▶ **Brief**: Extract all lines in the data that contain the word "blurred".

BEGIN Data for this task

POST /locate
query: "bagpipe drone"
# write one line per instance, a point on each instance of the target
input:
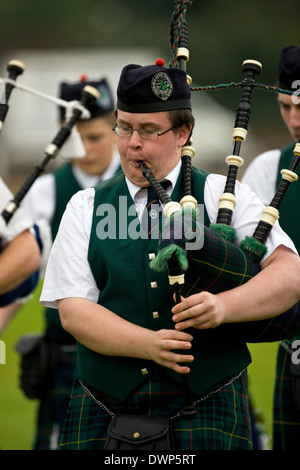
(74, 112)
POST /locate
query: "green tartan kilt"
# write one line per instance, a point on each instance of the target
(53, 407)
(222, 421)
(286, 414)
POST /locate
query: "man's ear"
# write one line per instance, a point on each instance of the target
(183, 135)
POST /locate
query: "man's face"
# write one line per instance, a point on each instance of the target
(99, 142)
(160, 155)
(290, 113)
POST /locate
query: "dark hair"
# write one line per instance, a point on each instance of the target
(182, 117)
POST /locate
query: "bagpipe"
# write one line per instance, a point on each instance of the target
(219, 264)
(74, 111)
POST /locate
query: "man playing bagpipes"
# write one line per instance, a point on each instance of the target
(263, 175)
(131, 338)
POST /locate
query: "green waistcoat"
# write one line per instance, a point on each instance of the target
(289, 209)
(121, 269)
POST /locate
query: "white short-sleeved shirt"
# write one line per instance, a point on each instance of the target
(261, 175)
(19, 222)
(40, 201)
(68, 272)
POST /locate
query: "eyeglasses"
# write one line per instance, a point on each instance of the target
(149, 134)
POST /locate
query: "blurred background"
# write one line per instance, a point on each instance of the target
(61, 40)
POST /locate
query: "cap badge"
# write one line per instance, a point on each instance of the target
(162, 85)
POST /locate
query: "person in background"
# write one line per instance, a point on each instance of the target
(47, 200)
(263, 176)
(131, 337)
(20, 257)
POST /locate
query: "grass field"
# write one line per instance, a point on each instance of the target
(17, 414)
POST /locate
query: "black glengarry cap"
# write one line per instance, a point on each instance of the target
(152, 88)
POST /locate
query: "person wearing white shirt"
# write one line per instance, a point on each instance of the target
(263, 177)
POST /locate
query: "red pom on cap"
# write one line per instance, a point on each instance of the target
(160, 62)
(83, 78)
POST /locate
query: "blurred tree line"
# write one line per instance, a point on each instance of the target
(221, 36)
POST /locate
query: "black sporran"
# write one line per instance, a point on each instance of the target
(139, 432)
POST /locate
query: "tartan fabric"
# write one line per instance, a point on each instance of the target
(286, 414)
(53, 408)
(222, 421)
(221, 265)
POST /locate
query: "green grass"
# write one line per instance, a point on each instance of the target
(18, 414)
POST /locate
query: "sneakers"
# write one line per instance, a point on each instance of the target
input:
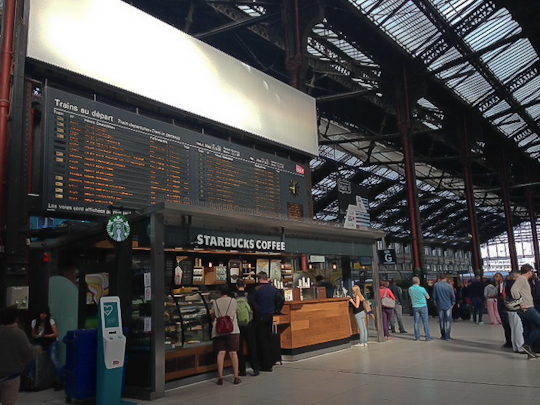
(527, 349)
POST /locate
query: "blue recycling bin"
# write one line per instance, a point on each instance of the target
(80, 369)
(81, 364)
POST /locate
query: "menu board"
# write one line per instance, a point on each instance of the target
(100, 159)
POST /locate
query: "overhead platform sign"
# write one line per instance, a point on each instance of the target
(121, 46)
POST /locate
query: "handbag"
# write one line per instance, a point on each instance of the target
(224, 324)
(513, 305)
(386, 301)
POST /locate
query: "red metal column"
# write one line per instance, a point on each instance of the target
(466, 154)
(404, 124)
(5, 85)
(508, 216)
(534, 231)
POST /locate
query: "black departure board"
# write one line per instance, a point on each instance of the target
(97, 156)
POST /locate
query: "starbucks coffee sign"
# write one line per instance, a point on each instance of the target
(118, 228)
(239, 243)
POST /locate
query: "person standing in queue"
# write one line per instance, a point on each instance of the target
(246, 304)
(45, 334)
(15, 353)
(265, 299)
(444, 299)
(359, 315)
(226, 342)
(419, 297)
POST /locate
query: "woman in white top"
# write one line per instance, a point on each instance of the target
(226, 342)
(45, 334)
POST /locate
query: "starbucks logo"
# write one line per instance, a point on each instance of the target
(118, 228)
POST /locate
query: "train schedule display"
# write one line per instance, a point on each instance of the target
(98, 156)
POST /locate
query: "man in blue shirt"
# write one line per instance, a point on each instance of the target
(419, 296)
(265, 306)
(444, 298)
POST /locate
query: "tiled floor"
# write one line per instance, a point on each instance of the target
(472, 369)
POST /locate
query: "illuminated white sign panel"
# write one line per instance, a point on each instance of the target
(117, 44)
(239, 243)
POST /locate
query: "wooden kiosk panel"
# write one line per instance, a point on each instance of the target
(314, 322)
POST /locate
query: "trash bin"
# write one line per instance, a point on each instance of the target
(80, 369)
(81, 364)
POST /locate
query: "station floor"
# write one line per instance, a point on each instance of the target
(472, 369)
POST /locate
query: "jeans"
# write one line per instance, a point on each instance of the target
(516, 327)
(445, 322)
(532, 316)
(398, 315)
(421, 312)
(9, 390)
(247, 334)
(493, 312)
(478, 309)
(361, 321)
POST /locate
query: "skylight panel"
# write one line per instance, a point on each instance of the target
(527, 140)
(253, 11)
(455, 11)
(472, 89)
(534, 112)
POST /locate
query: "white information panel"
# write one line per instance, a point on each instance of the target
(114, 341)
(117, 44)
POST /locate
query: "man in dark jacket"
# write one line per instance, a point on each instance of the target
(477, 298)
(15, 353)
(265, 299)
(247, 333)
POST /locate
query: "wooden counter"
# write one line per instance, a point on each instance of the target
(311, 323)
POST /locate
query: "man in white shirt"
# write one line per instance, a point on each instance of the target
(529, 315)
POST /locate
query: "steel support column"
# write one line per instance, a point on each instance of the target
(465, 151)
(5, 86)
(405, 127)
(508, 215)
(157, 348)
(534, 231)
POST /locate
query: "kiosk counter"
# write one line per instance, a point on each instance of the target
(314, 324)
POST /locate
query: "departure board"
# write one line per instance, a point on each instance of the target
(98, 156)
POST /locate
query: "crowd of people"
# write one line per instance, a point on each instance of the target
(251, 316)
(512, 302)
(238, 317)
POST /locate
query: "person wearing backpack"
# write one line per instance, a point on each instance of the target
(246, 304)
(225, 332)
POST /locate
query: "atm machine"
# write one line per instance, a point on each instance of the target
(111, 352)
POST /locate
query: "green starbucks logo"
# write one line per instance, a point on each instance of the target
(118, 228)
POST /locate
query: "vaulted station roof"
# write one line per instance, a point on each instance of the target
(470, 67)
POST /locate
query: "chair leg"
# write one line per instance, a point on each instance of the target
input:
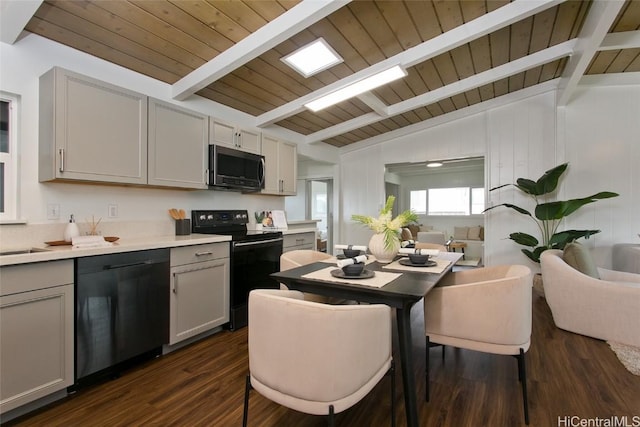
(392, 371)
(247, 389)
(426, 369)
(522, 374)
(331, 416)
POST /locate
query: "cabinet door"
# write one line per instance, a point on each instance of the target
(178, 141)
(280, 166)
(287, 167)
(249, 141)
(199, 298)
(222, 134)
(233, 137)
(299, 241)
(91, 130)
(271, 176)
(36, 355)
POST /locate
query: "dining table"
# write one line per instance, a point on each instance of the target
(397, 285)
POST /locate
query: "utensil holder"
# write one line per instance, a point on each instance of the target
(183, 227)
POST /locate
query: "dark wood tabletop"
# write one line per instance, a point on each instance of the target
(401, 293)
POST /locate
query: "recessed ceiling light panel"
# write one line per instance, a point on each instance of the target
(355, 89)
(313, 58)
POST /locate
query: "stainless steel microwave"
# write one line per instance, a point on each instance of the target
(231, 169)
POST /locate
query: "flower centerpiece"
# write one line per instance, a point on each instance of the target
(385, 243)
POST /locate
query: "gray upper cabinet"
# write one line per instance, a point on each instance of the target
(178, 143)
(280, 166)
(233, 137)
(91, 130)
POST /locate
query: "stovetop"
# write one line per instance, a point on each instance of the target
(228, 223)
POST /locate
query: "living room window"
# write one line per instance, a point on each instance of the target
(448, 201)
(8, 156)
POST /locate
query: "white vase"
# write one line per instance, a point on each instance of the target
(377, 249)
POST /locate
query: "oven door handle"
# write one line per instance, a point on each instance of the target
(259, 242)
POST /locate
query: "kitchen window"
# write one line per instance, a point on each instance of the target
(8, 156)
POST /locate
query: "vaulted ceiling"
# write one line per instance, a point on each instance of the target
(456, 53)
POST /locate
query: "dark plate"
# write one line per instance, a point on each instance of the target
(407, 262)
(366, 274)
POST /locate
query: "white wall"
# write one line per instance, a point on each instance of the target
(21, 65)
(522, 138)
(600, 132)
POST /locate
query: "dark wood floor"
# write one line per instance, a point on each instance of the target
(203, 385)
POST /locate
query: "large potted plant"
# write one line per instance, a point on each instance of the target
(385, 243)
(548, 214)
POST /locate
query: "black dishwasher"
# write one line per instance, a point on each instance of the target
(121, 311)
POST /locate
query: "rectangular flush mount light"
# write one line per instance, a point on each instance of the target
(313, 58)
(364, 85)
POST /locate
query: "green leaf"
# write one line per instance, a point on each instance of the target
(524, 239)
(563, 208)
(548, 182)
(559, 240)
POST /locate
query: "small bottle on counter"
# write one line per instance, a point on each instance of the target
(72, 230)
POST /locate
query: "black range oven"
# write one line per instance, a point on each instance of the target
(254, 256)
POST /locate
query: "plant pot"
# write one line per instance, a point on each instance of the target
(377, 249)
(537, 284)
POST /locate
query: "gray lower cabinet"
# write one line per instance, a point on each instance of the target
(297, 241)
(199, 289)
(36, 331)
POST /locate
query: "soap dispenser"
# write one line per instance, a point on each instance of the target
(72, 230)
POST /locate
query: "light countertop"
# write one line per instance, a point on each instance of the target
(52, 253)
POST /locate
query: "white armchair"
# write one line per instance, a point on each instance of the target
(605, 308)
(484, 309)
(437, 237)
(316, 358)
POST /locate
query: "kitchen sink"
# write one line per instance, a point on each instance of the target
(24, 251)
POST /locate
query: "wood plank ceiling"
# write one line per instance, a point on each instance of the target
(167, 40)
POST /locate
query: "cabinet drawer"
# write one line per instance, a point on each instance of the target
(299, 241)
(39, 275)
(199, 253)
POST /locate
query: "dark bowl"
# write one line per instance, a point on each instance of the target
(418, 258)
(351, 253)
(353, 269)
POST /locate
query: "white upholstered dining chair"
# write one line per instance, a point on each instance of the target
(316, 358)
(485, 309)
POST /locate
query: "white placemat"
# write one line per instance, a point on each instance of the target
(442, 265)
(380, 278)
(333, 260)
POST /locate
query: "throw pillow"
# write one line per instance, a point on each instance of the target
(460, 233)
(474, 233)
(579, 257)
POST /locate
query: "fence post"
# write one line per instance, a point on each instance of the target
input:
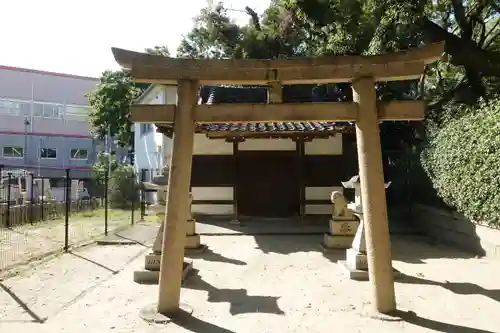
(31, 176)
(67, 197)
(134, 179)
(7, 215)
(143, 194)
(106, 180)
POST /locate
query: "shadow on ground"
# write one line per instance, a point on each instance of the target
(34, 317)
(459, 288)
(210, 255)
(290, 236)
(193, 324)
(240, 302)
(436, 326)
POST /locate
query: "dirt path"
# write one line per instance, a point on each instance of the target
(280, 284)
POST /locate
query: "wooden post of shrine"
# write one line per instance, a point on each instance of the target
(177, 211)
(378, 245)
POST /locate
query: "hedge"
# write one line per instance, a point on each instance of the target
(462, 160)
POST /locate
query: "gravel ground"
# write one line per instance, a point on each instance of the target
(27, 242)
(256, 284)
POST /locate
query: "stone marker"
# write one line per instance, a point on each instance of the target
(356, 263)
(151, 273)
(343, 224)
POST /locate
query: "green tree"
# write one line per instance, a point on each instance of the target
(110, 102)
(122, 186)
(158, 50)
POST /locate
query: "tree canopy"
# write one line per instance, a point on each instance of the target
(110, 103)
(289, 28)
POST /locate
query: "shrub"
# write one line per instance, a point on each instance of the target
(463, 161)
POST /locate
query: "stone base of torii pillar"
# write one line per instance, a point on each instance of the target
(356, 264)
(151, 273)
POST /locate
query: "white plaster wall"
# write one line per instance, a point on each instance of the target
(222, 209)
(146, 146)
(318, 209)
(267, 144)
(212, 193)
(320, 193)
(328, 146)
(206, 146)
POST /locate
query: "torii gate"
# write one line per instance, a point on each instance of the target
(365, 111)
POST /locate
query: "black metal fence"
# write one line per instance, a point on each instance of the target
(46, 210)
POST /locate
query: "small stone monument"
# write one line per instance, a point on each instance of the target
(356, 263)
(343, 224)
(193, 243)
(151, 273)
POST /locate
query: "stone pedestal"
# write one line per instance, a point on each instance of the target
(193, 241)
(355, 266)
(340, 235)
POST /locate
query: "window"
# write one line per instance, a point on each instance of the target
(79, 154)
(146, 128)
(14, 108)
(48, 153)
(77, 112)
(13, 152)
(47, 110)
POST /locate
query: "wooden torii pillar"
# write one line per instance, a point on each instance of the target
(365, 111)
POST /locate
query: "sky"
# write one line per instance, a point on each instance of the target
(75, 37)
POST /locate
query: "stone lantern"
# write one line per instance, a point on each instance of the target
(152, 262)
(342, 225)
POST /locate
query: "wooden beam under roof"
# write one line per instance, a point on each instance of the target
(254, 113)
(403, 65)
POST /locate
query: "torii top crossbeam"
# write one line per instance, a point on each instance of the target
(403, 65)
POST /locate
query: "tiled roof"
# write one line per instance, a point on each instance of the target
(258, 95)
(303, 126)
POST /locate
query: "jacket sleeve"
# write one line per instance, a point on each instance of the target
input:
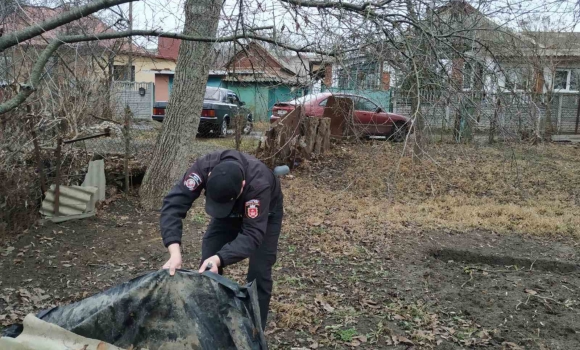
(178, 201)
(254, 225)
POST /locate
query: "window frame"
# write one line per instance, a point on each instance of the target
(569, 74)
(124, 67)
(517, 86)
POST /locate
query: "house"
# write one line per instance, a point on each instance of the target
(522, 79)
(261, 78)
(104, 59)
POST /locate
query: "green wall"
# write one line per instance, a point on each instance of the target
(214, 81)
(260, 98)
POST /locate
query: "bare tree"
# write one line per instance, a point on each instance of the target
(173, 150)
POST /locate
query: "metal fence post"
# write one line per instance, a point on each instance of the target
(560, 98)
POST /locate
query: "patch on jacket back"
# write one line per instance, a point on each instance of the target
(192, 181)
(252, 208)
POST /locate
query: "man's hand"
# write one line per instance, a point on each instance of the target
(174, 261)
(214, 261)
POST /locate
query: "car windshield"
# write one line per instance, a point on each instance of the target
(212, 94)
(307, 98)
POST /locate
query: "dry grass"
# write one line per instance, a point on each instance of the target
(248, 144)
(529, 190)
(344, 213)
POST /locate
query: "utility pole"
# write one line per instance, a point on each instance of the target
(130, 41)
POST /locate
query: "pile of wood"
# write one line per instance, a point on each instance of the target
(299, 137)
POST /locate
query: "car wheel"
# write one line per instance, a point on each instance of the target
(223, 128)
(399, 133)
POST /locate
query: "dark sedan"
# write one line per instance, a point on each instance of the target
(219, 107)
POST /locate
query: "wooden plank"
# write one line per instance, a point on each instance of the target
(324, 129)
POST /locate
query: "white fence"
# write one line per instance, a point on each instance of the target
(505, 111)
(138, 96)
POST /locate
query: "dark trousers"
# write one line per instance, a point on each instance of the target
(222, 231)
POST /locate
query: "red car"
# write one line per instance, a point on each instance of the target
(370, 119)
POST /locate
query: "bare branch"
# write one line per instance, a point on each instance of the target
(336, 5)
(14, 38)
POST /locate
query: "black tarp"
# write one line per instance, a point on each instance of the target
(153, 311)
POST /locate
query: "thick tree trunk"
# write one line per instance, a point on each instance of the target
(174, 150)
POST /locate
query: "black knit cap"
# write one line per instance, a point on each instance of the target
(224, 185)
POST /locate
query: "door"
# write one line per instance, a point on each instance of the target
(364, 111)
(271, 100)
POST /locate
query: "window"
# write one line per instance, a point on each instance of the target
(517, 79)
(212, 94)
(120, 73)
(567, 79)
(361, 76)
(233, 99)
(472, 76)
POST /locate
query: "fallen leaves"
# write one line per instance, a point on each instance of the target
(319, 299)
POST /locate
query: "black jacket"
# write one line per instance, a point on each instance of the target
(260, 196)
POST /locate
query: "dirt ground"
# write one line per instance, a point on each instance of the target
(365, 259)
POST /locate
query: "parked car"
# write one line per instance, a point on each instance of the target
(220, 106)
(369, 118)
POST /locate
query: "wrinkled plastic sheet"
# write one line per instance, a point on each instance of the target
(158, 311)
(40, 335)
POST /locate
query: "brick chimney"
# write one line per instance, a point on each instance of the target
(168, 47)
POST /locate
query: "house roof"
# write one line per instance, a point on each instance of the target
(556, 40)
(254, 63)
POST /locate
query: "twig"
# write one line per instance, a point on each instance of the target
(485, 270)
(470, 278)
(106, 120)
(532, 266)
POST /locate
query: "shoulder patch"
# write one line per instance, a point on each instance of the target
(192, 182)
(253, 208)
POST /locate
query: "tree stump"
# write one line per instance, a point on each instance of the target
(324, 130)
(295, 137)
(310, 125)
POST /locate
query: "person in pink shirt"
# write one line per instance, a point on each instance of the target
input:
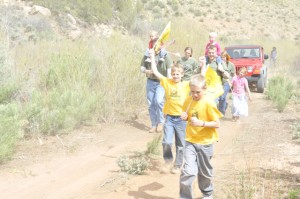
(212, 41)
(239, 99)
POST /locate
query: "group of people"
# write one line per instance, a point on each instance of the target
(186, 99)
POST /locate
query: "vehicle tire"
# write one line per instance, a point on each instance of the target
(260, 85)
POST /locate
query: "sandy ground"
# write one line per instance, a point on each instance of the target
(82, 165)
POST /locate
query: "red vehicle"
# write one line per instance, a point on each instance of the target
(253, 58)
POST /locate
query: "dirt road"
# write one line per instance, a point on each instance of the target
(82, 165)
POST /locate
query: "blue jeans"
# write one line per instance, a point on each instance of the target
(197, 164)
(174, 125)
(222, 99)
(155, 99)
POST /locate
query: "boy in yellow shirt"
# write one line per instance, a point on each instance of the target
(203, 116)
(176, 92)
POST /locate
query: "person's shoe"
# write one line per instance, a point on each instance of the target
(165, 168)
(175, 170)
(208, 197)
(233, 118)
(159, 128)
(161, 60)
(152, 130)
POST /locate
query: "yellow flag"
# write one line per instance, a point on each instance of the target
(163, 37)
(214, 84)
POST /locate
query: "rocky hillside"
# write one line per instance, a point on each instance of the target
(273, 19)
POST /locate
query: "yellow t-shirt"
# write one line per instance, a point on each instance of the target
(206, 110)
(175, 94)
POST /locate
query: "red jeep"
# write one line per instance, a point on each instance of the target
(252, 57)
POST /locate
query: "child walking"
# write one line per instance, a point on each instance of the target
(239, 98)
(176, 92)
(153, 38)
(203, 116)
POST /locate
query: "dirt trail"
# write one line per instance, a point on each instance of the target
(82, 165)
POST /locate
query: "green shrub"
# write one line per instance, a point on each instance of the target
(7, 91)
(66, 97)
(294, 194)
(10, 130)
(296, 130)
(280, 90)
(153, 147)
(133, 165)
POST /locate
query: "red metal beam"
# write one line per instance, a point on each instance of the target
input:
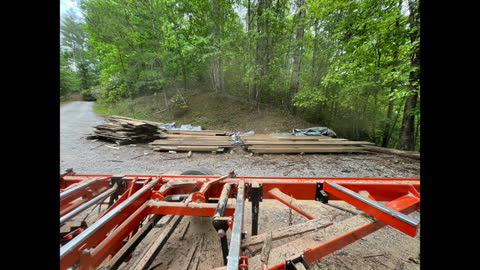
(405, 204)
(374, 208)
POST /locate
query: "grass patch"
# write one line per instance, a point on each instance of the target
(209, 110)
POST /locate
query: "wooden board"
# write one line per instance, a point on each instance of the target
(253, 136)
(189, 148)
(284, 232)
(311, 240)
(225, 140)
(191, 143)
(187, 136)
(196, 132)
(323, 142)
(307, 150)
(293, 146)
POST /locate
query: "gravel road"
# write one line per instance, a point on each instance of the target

END Data for this task

▶ **Output below**:
query: "blurred background"
query: "blurred tree line"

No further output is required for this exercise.